▶ **FRAGMENTO DEL TEXTO**
########################################
Silva se había instalado en Lago Blanco con su boliche, al que nombró Polo Sur, adonde acudieron muchos troperos y jinetes, caminantes y avanzadores, que se quedaron ahí en torno a la estufa Volcán comentando los hechos de la semana y fumando caporal en las cotidianas ruedas del mate amargo. Fue en ese lugar que se conversó a gritos sobre la fundación de un poblado. Y buscaron a un líder que sabía algo de topografía e ideó las manzanas y las primeras calles, mensuró con cordeles y lazos los primeros lugares, y no se olvidó de la plaza, las casitas de tejuelas y canogas, los álamos y los patios.
########################################
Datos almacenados
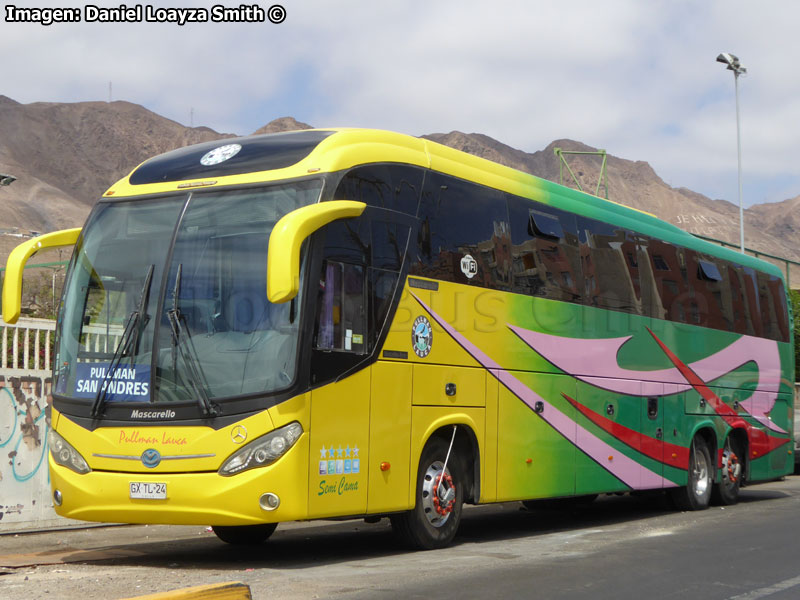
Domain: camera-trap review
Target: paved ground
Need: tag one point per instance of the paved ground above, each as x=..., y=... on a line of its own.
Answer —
x=619, y=547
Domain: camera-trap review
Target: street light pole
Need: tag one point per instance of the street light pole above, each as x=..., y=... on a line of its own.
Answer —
x=738, y=69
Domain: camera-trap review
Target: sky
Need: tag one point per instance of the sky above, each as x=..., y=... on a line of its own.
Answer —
x=635, y=77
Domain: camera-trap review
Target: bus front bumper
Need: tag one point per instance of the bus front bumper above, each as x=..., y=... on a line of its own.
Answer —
x=191, y=498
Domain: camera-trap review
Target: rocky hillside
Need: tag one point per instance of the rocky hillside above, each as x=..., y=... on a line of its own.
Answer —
x=65, y=155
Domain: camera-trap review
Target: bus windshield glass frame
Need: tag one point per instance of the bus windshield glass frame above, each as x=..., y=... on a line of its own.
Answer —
x=165, y=301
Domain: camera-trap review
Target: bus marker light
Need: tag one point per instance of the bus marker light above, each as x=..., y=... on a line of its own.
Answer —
x=269, y=501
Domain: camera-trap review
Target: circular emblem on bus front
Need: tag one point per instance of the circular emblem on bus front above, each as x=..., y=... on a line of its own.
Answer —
x=151, y=458
x=220, y=154
x=422, y=336
x=238, y=434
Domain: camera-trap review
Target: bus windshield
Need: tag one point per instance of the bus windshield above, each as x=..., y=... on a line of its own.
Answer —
x=166, y=300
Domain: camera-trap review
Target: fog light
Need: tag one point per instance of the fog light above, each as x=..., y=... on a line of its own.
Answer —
x=269, y=501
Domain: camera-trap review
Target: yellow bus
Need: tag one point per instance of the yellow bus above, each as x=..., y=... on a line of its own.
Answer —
x=356, y=323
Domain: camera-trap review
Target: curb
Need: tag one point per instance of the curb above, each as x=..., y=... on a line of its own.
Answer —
x=230, y=590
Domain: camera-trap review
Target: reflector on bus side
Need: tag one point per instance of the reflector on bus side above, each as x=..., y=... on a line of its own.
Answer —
x=12, y=284
x=283, y=276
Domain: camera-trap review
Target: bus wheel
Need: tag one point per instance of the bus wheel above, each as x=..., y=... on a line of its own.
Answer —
x=244, y=535
x=697, y=493
x=439, y=498
x=730, y=477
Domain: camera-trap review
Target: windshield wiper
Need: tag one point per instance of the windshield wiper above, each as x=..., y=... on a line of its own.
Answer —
x=137, y=320
x=183, y=343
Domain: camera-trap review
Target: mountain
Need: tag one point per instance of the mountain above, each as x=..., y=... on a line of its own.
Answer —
x=65, y=155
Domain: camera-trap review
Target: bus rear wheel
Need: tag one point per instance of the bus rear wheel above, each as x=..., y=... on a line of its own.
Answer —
x=697, y=493
x=434, y=520
x=244, y=535
x=726, y=492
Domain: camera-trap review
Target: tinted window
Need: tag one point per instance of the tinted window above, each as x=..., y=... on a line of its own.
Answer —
x=394, y=187
x=463, y=233
x=544, y=251
x=610, y=280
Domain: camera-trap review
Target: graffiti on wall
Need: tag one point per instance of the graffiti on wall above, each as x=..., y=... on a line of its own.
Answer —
x=24, y=424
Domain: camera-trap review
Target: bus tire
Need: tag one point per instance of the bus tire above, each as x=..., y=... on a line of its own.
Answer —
x=726, y=492
x=696, y=495
x=433, y=521
x=244, y=535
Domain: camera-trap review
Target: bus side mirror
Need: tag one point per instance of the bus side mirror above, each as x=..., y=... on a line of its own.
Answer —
x=12, y=284
x=283, y=258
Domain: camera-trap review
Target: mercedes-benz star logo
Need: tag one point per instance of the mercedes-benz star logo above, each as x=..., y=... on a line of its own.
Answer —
x=238, y=434
x=151, y=458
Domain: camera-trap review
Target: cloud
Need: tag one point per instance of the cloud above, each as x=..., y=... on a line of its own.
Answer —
x=638, y=79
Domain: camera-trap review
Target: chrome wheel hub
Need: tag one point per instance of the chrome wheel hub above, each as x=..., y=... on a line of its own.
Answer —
x=438, y=494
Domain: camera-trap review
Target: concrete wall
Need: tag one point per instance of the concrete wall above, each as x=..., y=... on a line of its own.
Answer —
x=25, y=377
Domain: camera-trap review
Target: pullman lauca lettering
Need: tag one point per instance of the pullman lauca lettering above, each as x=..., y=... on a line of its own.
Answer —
x=338, y=297
x=152, y=414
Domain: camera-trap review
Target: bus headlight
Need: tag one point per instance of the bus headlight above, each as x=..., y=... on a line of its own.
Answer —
x=263, y=451
x=65, y=455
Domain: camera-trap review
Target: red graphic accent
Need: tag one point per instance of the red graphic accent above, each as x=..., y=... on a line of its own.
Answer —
x=656, y=449
x=760, y=442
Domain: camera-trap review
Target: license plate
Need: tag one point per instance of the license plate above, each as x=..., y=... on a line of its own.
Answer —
x=148, y=491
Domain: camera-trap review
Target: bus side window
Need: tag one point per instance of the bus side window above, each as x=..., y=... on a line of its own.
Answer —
x=394, y=187
x=611, y=277
x=544, y=251
x=341, y=312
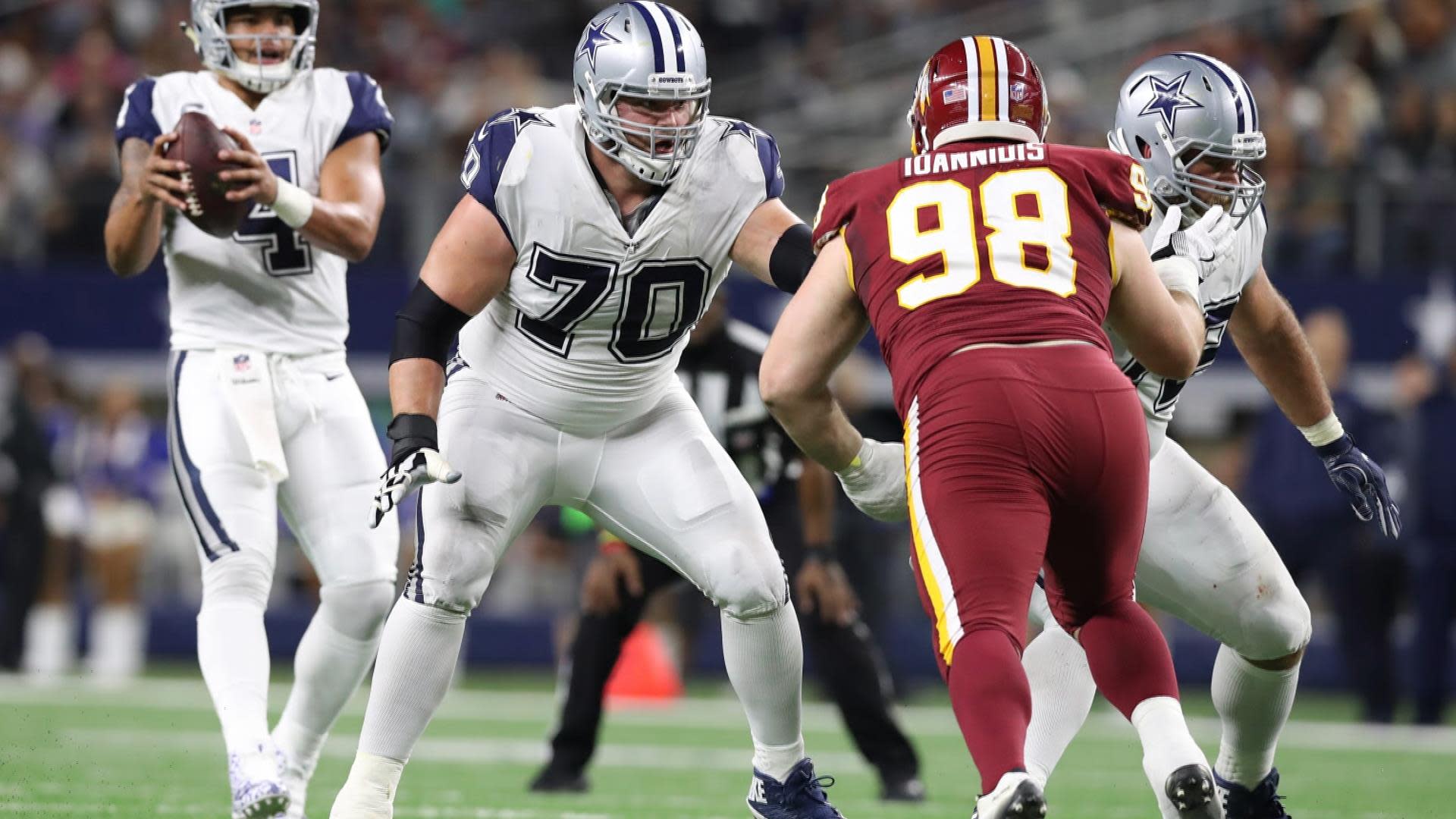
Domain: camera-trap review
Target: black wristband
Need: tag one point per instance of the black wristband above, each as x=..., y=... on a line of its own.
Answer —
x=791, y=259
x=425, y=327
x=411, y=431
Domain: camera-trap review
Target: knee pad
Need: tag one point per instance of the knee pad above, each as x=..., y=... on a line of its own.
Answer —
x=746, y=591
x=357, y=610
x=460, y=591
x=1277, y=627
x=242, y=577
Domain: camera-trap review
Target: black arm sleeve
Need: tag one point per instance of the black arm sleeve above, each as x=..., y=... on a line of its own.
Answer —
x=425, y=327
x=791, y=259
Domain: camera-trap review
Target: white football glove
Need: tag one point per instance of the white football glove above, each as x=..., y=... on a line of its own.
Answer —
x=875, y=482
x=416, y=463
x=1204, y=242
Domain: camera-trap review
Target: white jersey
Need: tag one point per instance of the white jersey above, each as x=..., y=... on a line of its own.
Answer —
x=1220, y=295
x=595, y=318
x=265, y=287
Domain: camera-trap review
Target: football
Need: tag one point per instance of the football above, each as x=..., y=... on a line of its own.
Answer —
x=199, y=142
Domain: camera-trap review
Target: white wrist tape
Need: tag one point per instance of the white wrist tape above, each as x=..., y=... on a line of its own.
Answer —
x=1178, y=276
x=293, y=206
x=1324, y=431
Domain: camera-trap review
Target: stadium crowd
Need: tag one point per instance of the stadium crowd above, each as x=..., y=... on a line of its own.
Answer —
x=1359, y=107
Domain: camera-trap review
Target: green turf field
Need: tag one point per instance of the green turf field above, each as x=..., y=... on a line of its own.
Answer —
x=153, y=749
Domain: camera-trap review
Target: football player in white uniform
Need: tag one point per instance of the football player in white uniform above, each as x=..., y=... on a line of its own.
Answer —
x=264, y=413
x=590, y=240
x=1193, y=124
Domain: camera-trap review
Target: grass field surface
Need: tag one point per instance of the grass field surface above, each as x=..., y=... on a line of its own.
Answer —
x=153, y=749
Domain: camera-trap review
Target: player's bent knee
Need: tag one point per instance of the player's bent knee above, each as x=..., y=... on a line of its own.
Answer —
x=1279, y=630
x=357, y=610
x=242, y=577
x=750, y=601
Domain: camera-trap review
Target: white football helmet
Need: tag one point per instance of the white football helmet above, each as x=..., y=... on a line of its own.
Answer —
x=1178, y=108
x=215, y=46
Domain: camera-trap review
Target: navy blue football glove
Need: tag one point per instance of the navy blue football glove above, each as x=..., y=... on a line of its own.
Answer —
x=1363, y=483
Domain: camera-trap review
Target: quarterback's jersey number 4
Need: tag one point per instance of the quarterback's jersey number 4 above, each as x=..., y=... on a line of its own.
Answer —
x=284, y=249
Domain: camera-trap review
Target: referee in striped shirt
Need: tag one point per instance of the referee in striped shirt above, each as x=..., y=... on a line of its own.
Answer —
x=721, y=371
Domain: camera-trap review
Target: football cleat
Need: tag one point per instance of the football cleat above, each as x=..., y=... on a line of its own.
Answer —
x=294, y=779
x=258, y=789
x=799, y=796
x=1017, y=796
x=560, y=780
x=1191, y=792
x=1261, y=802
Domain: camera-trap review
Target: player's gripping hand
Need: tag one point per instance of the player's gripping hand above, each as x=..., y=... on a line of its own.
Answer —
x=414, y=463
x=1204, y=242
x=162, y=178
x=875, y=482
x=1363, y=483
x=255, y=178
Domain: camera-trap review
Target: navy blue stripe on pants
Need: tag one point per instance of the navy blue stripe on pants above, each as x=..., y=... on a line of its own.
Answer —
x=204, y=507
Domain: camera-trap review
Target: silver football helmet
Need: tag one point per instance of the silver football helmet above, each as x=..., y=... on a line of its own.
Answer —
x=215, y=46
x=641, y=52
x=1180, y=108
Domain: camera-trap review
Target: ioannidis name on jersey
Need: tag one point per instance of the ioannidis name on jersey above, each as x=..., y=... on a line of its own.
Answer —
x=946, y=162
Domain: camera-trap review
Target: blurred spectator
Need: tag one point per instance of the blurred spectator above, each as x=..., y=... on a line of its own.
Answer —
x=1435, y=576
x=1318, y=537
x=121, y=465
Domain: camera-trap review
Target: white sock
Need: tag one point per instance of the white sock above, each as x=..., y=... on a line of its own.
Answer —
x=764, y=659
x=329, y=667
x=50, y=639
x=1062, y=694
x=118, y=642
x=1166, y=745
x=417, y=657
x=1254, y=704
x=232, y=651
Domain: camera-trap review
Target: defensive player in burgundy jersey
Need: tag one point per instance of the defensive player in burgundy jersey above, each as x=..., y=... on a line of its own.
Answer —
x=987, y=264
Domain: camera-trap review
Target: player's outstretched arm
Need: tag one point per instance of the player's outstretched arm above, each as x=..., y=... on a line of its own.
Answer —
x=134, y=221
x=814, y=335
x=775, y=246
x=343, y=219
x=1155, y=311
x=468, y=265
x=1269, y=337
x=1273, y=344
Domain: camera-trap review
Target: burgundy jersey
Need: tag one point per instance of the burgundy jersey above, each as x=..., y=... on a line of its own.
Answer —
x=983, y=242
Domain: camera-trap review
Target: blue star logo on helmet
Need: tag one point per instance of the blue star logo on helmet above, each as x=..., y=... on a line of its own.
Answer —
x=1168, y=99
x=596, y=38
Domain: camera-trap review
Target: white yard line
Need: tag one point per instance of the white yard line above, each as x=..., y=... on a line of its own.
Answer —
x=526, y=707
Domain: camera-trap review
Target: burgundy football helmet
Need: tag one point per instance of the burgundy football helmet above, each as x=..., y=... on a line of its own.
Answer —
x=977, y=88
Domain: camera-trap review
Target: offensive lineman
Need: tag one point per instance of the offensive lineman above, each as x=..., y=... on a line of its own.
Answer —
########################################
▶ **COMPLETA LO SIGUIENTE**
- 1) ¿Qué nombre le puso Silva a su boliche, según el fragmento sobre Lago Blanco?
- 2) Escribe la continuación del fragmento sobre la fundación del poblado de Lago Blanco a partir del punto en que termina.

▶ **RESPUESTAS EN ORDEN**
- 1) Polo Sur.

- 2)
Antes de la fundación oficial, ya había vivientes buscando tierritas. En 1914 se juntaron varios ciudadanos a conversar una especie de comité con una directiva. Nace el COPPA Comité pro-Provincia de Aysén, con Adolfo Valdebenito a la cabeza, el Juez de Subdelegación. Lo acompañan los vecinos Juan Aguilar, Nicanor Schoenfeldt, Arsenio Melo y Moisés Bravo. Dos años más tarde se suman Josefina Elena Méndez, una de las primeras profesoras junto a sus tres hijos; Sixto Echaveguren, que sería el virtual primer banco ganadero del territorio; Blanca Flor Espina y Dumicilda Medina, las profesoras; Herman Finke, ciudadano alemán, el contador; Salomón Farah Dibb, el herrero, y el tropero Segundo Aravena. Juan Ramón Contreras, el carpintero y hacedor de ataúdes; Alfredo Mascareño y su primer hotel; Timoteo Jara, un gentil comerciante; Ali Haida, el panadero libanés; Emilio Cano, que camionea por Argentina; y tantos otros nombres que se empiezan a sumar, Pedro Sellán, Máximo Kant, Julio Chible Daas, primer pulpero del pueblo, Carlos Asi, comerciante principalísimo, José Pérez Tallem con su boliche La Confianza Siria, Mercedes Jalife, Federico Peede von Bischofhausen, Sandalio Bórquez.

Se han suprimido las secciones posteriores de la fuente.